**INSTRUCTION A**
Please reproduce, word for word, the stretch of the LLVM pointer proposal from "Proposal: impose guarantees" through "pointers can be.".

Proposal: impose guarantees on introduced inttoptr/ptrtoint pairs when pointers have index type < pointer size

So, currently, in LLVM data layouts, if we’ve declared pN:S:[alignment]:[alignment]:O where S is the pointer size and O is the offset size, you can either have address space N be integral (where, as I understand it, the pointer is assumed to address from [0, iS::umax]), or non-integral, which means that inttoptr and ptrtoint are not-deterministic.

For some cases - such as the buffer descriptors on AMD GPUs, which are, for these purposes, i80 metadata || i48 address = i128 or CHERI’s capability poniters (i64 tag || i64 address = i128), both of these semantics are not quite right. These types of pointers aren’t indexes into a flat area of memory, but they also aren’t the sort of wild, non-deterministic GC-managed things that non-integral pointers can be.

So, it seems to me (after some discussion with @jrtc27 ) that both of these semantics aren’t quite right for hardware fat pointers. Non-integral pointers go to far, and impose semantics that aren’t needed - like the fact that inttoptr may be non-deterministic (!). Those sorts of restrictions might make sense for things like garbage-collected pointers, but are too strong an assumption for a fat pointer.

**INSTRUCTION B**
Transcribe all of the rows below character for character, and leave the pictures out of your answer.

**ITEMS**
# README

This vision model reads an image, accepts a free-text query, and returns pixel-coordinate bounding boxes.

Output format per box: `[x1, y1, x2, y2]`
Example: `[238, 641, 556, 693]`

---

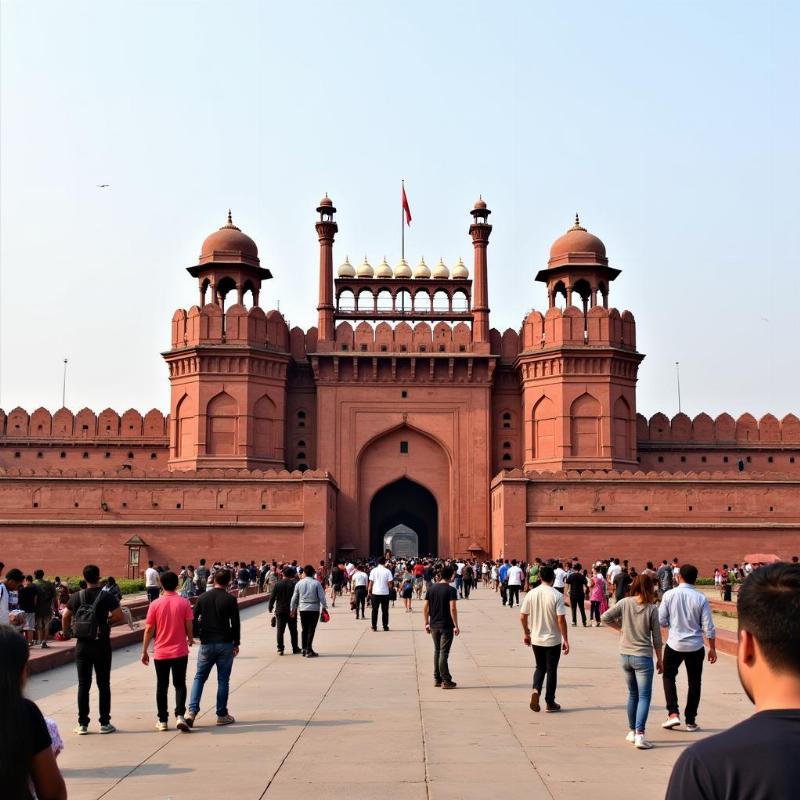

**CORRECT RESPONSE A**
Proposal: impose guarantees on introduced inttoptr/ptrtoint pairs when pointers have index type < pointer size

So, currently, in LLVM data layouts, if we’ve declared pN:S:[alignment]:[alignment]:O where S is the pointer size and O is the offset size, you can either have address space N be integral (where, as I understand it, the pointer is assumed to address from [0, iS::umax]), or non-integral, which means that inttoptr and ptrtoint are not-deterministic.

For some cases - such as the buffer descriptors on AMD GPUs, which are, for these purposes, i80 metadata || i48 address = i128 or CHERI’s capability poniters (i64 tag || i64 address = i128), both of these semantics are not quite right. These types of pointers aren’t indexes into a flat area of memory, but they also aren’t the sort of wild, non-deterministic GC-managed things that non-integral pointers can be.

**CORRECT RESPONSE B**
# README

This vision model reads an image, accepts a free-text query, and returns pixel-coordinate bounding boxes.

Output format per box: `[x1, y1, x2, y2]`
Example: `[238, 641, 556, 693]`

---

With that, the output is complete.